## BRIEF
What follows is a listing to be transcribed exactly.
==== AVAILABLE DATA ====
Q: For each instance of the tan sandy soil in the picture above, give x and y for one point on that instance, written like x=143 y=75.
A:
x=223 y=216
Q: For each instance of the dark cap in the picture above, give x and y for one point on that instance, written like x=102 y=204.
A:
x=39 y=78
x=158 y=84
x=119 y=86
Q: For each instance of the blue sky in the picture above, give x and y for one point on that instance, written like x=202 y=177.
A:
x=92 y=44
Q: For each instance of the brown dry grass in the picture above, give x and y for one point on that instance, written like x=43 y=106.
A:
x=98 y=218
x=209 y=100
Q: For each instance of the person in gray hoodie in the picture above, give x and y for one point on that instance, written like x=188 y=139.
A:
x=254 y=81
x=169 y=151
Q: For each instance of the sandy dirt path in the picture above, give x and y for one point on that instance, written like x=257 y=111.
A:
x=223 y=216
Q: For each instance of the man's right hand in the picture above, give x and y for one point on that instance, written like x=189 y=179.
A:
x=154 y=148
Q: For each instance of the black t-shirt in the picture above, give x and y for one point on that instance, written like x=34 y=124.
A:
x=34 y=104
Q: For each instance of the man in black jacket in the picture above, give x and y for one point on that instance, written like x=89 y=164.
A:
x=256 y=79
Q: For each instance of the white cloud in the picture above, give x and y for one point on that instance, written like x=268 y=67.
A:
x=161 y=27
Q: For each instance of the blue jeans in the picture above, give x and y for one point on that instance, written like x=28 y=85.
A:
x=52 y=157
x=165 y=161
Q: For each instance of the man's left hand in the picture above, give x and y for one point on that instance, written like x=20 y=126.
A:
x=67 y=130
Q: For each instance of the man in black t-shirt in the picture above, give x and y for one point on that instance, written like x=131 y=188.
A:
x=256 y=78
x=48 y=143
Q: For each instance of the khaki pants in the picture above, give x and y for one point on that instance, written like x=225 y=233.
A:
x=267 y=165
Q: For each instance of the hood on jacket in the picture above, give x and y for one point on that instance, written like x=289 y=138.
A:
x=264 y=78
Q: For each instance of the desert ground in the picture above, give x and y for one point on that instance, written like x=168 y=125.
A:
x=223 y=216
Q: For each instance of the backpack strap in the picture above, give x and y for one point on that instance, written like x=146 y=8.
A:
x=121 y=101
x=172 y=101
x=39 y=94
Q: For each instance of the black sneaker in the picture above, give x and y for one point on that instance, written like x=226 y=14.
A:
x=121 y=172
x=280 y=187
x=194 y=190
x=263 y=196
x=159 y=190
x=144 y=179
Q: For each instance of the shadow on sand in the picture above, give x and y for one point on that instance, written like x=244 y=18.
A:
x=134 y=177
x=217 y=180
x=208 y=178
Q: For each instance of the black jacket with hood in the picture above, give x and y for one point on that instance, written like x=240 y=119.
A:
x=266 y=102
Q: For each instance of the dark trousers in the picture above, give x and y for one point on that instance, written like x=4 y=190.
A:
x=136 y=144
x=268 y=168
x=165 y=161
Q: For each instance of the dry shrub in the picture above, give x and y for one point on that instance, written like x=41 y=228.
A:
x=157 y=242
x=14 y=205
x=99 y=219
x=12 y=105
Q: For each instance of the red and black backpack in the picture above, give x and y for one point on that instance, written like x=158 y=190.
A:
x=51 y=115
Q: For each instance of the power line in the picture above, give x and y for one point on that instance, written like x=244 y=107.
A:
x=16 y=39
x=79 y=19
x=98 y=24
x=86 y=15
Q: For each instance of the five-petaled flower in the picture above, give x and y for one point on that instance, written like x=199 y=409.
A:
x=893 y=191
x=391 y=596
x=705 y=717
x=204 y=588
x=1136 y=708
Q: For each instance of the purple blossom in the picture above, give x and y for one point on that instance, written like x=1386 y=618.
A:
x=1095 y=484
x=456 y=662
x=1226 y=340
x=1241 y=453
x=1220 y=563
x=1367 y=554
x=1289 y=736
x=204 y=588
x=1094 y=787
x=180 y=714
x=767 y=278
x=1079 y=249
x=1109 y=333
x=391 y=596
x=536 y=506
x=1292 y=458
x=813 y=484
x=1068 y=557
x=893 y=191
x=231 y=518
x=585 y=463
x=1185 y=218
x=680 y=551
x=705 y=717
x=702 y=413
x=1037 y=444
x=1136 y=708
====
## EXERCISE ANSWER
Q: For each instance of the tan sandy soil in the picture above, give x and y for one point on that instance, written like x=143 y=75.
A:
x=223 y=216
Q: For each instance of the dark cap in the picture above, give x and y for one point on that instance, written like x=102 y=204.
A:
x=39 y=78
x=158 y=84
x=119 y=86
Q: For each instance of the blue sky in the picture above, give x and y for one point on that instance, written like x=202 y=177.
A:
x=92 y=44
Q: For each instance of the brown dry grass in the picture above, give x and y for one point on that instance, written like x=43 y=106.
A:
x=98 y=218
x=209 y=100
Q: For each instance of the person in gray hoodie in the picture above, give x and y for one point on that instance, written like x=188 y=139.
A:
x=254 y=81
x=169 y=151
Q: For each instance of the sandy dirt path in the picture above, give x and y for one point on that instance, written like x=257 y=111.
A:
x=223 y=216
Q: For each instance of the man's right hand in the picture above, give x and y for one point on that instance, written like x=189 y=179.
A:
x=154 y=148
Q: For each instance of the black t-shirt in the picture above, give x and y for one point on that instance, written like x=34 y=124.
A:
x=34 y=104
Q: For each instance of the man in black jacket in the picture above, give x and y for one point on that instance, written like x=89 y=164.
A:
x=256 y=79
Q: For each instance of the white cloud in the picture above, give x and y for one point on that instance, written like x=268 y=67.
A:
x=161 y=27
Q: For each instance of the blue jeans in the picture above, give x and y for one point on that instance, written like x=28 y=85.
A:
x=52 y=157
x=165 y=161
Q: For each instance of the man's left hand in the picture above, give x and y for one point on that instance, written like x=20 y=126.
A:
x=67 y=130
Q: For each instance of the man in black t-shirt in the picture above, give x and y for one point on that instance, written like x=131 y=188.
A:
x=256 y=78
x=48 y=143
Q: For each instance of the khaki pants in the picture above, give x and y for one point on that instance, written like x=225 y=233.
A:
x=267 y=165
Q: For each instance of the hood on jacket in the picture above, give x and y for one point on that instance, written like x=289 y=138.
A:
x=264 y=78
Q: For each instance of the desert ground in the picture above, give x and y for one point on that instance, written like x=168 y=125.
A:
x=223 y=216
Q: For each instance of the backpack strap in the picture above, give x and y for one point on that instance, written like x=146 y=8.
A:
x=121 y=101
x=172 y=101
x=39 y=94
Q: For each instance of the black sneaker in the picture above, give x and y for one point on that instance, written like x=226 y=14.
A:
x=121 y=172
x=280 y=187
x=194 y=190
x=263 y=196
x=159 y=190
x=144 y=179
Q: For each instance of the shadow on sand in the picture above, give x and y for one point on that instance, written like x=244 y=18.
A:
x=134 y=177
x=217 y=180
x=208 y=178
Q: For each instance of the black jacket with hood in the picture above, give x and y for one point on that instance, written like x=240 y=119.
A:
x=266 y=102
Q: For each instance of the dark trousers in the picture above, give x and y for one point on that instance, written like x=4 y=190.
A:
x=136 y=144
x=268 y=168
x=165 y=161
Q: For each instance of the dry shrub in the picture above, give x and y for one point on that instance, written like x=41 y=228.
A:
x=157 y=242
x=14 y=205
x=99 y=219
x=12 y=105
Q: For each instance of the red and black backpack in the picture above, give x and y for one point on that instance, written like x=158 y=190.
A:
x=51 y=115
Q: For each instance of the power line in the picture above, give x and y for one point on that instance, written like x=244 y=107.
A:
x=16 y=39
x=79 y=19
x=98 y=24
x=86 y=15
Q: For each instance of the five-petaled flower in the picture above, give x and y for one point on that instance, written like x=199 y=409.
A:
x=893 y=191
x=391 y=596
x=705 y=717
x=204 y=588
x=1136 y=708
Q: For each instance of the purple blossom in the picture above, give x and y for one point on that instance, written like x=1386 y=618.
A:
x=1095 y=484
x=456 y=662
x=1226 y=340
x=1241 y=453
x=1220 y=563
x=1367 y=554
x=1289 y=736
x=204 y=588
x=1094 y=787
x=180 y=714
x=767 y=278
x=1079 y=249
x=1109 y=333
x=391 y=596
x=536 y=506
x=1292 y=458
x=813 y=484
x=1068 y=557
x=893 y=191
x=231 y=518
x=585 y=463
x=1185 y=218
x=680 y=551
x=705 y=717
x=702 y=413
x=1037 y=444
x=1136 y=708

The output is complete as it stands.